◆ **Work item**: Transcribe every line of the records verbatim.
[Start of Attachment]
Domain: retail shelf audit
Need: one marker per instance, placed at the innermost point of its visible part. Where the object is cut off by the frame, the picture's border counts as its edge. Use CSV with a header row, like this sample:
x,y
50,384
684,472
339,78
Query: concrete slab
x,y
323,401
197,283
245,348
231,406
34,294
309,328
[End of Attachment]
◆ **Answer to this exercise**:
Domain: retail shelf audit
Need: one marker per instance, placed at the innermost point of its visible part. Where the object is cut off by the frame, the picture's border counts as its edge. Use CSV with a header row, like this sample:
x,y
50,384
684,472
339,78
Query: concrete slab
x,y
323,401
197,283
245,348
231,406
34,294
309,328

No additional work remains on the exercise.